* ЗАДАНИЯ:
1 – Как короче изложить абзац фрагмента об отношениях СССР и США, начинающийся словами «Когда в Белый дом пришел Ричард Никсон», сохранив его главные факты?
2 – Можете продублировать из фрагмента об отношениях СССР и США точный отрывок от слов «Не без влияния» до слов «и опасно неустойчивы.»?

* ИСХОДНЫЙ ФРАГМЕНТ:
────────────────────────────────────────

Не без влияния добрынинского политического прагматизма в Москве была подготовлена концепция, предусматривавшая сочетание в отношениях с США "твердости и гибкости при проведении политики поддержания силы и активного использования средств дипломатического маневрирования".
Когда в Белый дом пришел Ричард Никсон, он сразу же выстроил жесткий курс против Советского Союза. Это в известной мере объяснялось тем, что США по-прежнему находились в трясине войны в Индокитае, с большим подозрением относясь к политике СССР в этом регионе, равно как и в других неспокойных зонах мира, включая Ближний Восток. Отношения были крайне натянуты и опасно неустойчивы.
Никсон и Киссинджер, стремясь выбраться из Индокитая с наименьшими политическими потерями, пошли на активное разыгрывание китайской карты, стремясь нажимно воздействовать на Москву. Посольству в целом удавалось разгадывать американские маневры. Добрынин подсказывал Москве ходы и контрходы для того, чтобы нейтрализовать негативные для СССР последствия такого развития событий. В эти трудные месяцы он сумел сохранить и развить конфиденциальные связи на самых высоких уровнях администрации Никсона. Это было необходимо: Москва хотела улучшения отношений с США, видя в этом ключ для решения серьезных международных и внутренних социально-экономических проблем.

────────────────────────────────────────

* ЗАПИСИ:
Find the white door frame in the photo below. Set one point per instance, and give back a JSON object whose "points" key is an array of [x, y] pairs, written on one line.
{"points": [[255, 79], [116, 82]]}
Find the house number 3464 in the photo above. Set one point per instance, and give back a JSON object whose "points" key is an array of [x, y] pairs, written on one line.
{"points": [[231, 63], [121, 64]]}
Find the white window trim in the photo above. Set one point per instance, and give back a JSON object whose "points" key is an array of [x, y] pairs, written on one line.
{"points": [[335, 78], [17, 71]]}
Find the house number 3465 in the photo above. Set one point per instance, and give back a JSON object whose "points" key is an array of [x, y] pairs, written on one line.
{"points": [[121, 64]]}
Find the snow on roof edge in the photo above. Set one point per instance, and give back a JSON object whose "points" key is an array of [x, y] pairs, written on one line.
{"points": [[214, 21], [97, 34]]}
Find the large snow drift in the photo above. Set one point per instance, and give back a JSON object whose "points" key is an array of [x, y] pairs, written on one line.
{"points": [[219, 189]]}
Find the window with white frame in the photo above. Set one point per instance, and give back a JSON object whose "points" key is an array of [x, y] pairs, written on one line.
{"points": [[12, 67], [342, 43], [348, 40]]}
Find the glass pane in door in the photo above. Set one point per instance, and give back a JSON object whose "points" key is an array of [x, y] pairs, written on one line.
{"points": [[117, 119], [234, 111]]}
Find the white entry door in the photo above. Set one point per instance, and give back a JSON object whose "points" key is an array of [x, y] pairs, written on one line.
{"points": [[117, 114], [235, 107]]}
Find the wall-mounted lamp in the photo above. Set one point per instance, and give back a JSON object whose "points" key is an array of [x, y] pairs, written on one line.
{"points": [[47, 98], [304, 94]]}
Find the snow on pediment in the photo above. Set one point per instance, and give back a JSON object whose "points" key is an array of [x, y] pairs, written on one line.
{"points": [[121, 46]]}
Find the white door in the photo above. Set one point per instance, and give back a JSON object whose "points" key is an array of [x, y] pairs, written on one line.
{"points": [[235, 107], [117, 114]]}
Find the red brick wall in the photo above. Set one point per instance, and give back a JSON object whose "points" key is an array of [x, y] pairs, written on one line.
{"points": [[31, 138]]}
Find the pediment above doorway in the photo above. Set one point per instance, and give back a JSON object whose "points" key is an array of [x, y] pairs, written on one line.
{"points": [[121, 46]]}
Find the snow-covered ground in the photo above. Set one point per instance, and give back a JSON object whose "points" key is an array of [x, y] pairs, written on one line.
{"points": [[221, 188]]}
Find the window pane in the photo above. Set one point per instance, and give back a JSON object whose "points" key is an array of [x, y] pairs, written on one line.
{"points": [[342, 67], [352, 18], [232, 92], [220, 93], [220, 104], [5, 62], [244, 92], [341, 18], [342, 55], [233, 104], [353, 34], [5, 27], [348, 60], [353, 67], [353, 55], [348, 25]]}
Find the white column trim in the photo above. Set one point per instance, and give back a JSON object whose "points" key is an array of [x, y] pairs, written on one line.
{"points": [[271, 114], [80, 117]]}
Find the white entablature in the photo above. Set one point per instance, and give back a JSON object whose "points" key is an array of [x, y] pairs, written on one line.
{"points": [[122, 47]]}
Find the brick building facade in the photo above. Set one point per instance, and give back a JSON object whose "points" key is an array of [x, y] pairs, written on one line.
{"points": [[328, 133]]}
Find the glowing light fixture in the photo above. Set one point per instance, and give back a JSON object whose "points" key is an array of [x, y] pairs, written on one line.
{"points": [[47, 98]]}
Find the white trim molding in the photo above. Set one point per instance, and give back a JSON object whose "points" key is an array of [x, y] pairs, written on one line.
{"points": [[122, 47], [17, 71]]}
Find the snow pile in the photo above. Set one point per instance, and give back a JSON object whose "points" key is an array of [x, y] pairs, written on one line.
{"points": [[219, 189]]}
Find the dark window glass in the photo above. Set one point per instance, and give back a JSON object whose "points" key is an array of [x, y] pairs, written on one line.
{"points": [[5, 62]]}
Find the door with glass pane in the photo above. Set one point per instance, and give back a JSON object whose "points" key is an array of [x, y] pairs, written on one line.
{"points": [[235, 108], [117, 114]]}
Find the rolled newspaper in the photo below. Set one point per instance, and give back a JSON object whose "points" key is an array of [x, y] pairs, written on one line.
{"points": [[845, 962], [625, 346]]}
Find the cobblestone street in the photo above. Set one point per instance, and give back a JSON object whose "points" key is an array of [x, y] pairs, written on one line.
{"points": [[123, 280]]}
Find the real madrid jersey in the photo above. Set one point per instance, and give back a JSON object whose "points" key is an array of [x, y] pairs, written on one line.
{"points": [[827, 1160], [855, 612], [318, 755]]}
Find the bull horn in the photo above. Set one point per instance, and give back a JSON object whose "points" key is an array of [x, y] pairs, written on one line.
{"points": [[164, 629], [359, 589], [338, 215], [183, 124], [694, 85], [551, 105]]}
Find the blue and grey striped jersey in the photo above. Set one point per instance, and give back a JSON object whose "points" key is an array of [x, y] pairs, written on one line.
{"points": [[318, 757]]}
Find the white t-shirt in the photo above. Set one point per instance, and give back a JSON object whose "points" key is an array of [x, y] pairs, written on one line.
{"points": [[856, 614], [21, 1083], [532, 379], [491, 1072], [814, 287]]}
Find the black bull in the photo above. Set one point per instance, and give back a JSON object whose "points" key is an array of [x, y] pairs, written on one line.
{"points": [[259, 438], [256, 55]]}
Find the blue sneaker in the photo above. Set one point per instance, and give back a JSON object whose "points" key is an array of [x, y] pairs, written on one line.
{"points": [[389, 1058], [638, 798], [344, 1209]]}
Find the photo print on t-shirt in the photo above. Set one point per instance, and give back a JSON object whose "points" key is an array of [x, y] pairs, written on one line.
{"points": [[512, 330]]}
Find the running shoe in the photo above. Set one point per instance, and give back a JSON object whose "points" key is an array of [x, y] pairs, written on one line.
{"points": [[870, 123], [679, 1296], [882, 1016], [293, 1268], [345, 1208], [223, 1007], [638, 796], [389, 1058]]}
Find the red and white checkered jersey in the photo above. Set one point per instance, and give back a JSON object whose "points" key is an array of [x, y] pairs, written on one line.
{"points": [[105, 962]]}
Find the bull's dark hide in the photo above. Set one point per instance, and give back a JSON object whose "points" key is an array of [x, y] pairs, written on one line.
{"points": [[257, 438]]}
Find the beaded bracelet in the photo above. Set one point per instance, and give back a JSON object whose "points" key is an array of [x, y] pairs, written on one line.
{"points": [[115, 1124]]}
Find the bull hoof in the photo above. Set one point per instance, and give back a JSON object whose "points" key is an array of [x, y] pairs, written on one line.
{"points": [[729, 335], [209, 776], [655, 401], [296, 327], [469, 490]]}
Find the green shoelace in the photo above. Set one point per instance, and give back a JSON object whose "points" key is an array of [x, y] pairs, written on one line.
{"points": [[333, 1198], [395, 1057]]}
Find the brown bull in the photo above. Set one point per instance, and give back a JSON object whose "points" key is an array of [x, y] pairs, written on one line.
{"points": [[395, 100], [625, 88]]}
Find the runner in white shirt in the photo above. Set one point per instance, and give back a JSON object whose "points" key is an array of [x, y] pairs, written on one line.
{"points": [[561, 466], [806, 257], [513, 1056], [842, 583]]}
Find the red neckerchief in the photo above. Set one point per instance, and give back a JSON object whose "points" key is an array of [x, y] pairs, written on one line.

────────────────────────────────────────

* ОТВЕТЫ:
1 – Придя в Белый дом, Ричард Никсон сразу взял жесткий курс против Советского Союза. Отчасти это объяснялось тем, что США увязли в войне в Индокитае и с большим подозрением относились к политике СССР там и в других неспокойных зонах мира, включая Ближний Восток. Отношения были крайне натянутыми и опасно неустойчивыми.

2 –
Не без влияния добрынинского политического прагматизма в Москве была подготовлена концепция, предусматривавшая сочетание в отношениях с США "твердости и гибкости при проведении политики поддержания силы и активного использования средств дипломатического маневрирования".
Когда в Белый дом пришел Ричард Никсон, он сразу же выстроил жесткий курс против Советского Союза. Это в известной мере объяснялось тем, что США по-прежнему находились в трясине войны в Индокитае, с большим подозрением относясь к политике СССР в этом регионе, равно как и в других неспокойных зонах мира, включая Ближний Восток. Отношения были крайне натянуты и опасно неустойчивы.